# What is asked
Please convert the listing into a Markdown table with the columns Row and Line, numbering each line and omitting blank lines.

****************

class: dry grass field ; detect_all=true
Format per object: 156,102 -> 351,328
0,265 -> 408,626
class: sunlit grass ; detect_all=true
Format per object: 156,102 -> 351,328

****************

# Result for this exercise
| Row | Line |
|---|---|
| 1 | class: dry grass field ; detect_all=true |
| 2 | Format per object: 156,102 -> 351,328 |
| 3 | 0,265 -> 408,626 |
| 4 | class: sunlit grass ; detect_all=true |
| 5 | Format per object: 156,102 -> 351,328 |